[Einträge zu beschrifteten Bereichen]

::::::

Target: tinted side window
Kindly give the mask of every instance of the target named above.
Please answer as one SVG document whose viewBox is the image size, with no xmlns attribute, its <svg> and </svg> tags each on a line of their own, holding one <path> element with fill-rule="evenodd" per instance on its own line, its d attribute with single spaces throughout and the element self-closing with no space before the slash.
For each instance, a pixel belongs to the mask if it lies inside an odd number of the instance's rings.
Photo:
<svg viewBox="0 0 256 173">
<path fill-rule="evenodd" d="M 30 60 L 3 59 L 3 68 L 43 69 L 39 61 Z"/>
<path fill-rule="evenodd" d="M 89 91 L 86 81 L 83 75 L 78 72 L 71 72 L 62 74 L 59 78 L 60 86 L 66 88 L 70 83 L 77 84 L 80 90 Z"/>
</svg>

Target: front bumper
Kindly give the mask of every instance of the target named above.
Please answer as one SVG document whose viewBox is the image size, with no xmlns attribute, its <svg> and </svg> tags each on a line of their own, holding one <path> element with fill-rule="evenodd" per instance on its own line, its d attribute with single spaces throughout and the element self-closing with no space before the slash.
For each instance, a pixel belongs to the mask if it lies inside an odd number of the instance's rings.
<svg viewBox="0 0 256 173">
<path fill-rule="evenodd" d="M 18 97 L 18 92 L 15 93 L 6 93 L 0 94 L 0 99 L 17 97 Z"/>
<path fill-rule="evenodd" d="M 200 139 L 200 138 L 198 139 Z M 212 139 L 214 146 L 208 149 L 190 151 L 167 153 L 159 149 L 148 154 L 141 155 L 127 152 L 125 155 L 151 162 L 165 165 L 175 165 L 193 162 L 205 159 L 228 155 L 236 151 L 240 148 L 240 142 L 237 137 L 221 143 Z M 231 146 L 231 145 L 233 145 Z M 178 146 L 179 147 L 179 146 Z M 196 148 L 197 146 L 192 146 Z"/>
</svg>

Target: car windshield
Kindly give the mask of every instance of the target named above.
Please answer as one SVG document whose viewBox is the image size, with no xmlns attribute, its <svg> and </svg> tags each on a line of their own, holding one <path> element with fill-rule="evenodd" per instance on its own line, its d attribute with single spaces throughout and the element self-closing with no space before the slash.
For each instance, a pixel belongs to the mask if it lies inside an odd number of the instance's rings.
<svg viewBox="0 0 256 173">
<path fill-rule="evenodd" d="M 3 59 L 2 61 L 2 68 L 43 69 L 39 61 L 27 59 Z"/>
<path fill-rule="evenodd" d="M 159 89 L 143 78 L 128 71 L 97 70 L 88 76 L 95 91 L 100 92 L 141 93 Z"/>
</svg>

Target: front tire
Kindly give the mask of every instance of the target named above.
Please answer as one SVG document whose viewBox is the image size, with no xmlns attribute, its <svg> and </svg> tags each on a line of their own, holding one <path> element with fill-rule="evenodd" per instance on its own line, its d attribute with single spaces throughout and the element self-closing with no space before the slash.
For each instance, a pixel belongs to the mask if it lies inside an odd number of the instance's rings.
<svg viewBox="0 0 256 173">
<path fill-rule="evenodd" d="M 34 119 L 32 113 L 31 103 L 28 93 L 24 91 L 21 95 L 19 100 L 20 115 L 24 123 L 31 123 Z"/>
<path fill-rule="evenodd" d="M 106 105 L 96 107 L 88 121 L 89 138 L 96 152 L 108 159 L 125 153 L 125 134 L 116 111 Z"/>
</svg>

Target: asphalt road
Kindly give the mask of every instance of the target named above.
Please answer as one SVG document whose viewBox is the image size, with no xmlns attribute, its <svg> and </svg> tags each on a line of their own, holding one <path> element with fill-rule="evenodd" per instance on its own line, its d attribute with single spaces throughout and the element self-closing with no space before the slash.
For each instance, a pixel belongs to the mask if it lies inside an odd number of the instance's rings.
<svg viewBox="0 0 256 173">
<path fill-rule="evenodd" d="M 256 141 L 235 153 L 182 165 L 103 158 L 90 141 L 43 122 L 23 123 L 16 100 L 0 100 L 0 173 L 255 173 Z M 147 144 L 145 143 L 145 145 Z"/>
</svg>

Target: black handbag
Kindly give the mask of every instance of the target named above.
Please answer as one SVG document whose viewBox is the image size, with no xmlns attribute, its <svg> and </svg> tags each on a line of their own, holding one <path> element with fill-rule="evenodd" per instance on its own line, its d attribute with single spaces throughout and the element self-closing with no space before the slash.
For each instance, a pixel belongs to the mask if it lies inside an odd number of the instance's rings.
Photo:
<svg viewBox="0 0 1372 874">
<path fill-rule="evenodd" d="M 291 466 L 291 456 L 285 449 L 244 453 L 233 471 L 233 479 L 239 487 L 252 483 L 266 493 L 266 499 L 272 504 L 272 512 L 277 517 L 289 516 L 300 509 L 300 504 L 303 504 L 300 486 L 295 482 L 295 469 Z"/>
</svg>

::::::

(ARBEITSANWEISUNG):
Schreib die Zeilen Wort für Wort ab. Fang bei der Zeile mit "Target: front bumper" an und hör nach der Zeile mit "18 97 L 18 92" auf.

(DIE LÖSUNG):
Target: front bumper
Kindly give the mask of every instance of the target named above.
Please answer as one SVG document whose viewBox is the image size, with no xmlns attribute, its <svg> and </svg> tags each on a line of their own, holding one <path> element with fill-rule="evenodd" per instance on its own line, its d attribute with single spaces throughout and the element self-closing with no space before the slash.
For each instance, a pixel belongs to the mask if it lies inside an odd number of the instance's rings.
<svg viewBox="0 0 256 173">
<path fill-rule="evenodd" d="M 18 97 L 18 92 L 15 93 L 6 93 L 0 94 L 0 99 L 17 97 Z"/>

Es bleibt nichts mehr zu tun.